Segment Start: Records supplied
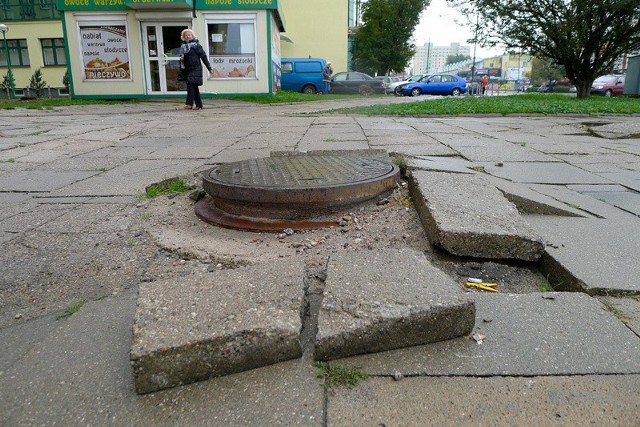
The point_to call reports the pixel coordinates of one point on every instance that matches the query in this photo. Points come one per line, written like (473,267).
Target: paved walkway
(69,230)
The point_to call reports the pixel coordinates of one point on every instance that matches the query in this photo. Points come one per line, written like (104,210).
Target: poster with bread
(226,66)
(105,52)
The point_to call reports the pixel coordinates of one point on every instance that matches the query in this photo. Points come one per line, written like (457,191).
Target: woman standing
(191,53)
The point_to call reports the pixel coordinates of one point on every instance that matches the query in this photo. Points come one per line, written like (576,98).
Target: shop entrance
(162,54)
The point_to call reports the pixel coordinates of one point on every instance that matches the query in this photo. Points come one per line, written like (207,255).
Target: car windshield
(605,79)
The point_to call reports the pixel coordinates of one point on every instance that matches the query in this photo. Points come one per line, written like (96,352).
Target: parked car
(609,85)
(354,82)
(302,74)
(393,86)
(437,84)
(388,80)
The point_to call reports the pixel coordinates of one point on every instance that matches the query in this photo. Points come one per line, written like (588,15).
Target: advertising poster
(105,52)
(232,66)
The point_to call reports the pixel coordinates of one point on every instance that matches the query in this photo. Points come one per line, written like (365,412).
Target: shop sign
(237,4)
(93,5)
(105,52)
(233,66)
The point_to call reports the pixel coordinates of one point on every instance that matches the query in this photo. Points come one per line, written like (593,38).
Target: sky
(438,26)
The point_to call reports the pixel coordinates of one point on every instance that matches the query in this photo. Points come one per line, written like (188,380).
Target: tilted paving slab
(386,299)
(195,328)
(467,216)
(593,255)
(553,333)
(602,400)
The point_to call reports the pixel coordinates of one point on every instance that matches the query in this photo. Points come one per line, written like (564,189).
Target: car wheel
(365,90)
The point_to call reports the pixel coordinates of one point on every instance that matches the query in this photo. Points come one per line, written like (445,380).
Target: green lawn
(503,105)
(447,106)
Segment End: Records supplied
**Problem requirements:** All of the material above must be retyped exactly, line for line, with the images dropped.

**Solved problem:**
The point_to call reports the pixel coordinates of one point on every instance that matches the query in this photo. Points come one per line, written like (473,267).
Target: paved walkway
(69,230)
The point_to call reports the pixel coordinates of one point on every instance that matches the query in this photo. Points come one per line, written like (104,210).
Target: poster with bread
(226,66)
(105,52)
The point_to call reports the pixel coordinates of one point on every instance that matches the query in this photo. Points come one per line, written like (457,191).
Target: woman standing
(191,53)
The point_to call reports the pixel coordinates of one point on every instance that matches the query in this photo. Points come one per line, written like (576,98).
Target: shop entrance
(162,54)
The point_to call reports the pixel coordinates of one point on every instance that matches the query in this photo. Points come one per line, written like (207,255).
Target: car windshield
(605,79)
The point_to call reports the pixel coordinates of one point on every instance that matches the query in this photo. Points come one per line, written like (96,352).
Target: parked car
(609,85)
(354,82)
(302,74)
(393,86)
(437,84)
(388,80)
The point_to call reports the pixel coordinates of one point on every instance that matches the query in this photo. Points come one per line, written like (588,15).
Target: advertising poster
(105,52)
(232,66)
The point_to call reports the pixel coordinates of one point on every instance that matches the query in this photo. Points come one per line, written like (365,412).
Target: shop sign
(237,4)
(93,5)
(105,52)
(233,66)
The point_to call reports the pixel coordinates of one point on every instance that matches the query in this photo. Points come one per line, written like (593,38).
Target: sky
(438,26)
The point_to call reports the pixel coordinates of one point on every instance that matches the query in this photo. Points come one per line, written like (188,380).
Target: tilted paving slab
(386,299)
(195,328)
(467,216)
(593,255)
(553,333)
(602,400)
The point_to call reports the pixel coordinates of one point on every instance that matches the query in this photo. Points come one per line, written like (564,189).
Target: car wheel
(365,90)
The point_to call reports the pixel coordinates of one point on every instance that matches the query in this photo. Points come one per line, written like (445,380).
Target: green lawn
(503,105)
(447,106)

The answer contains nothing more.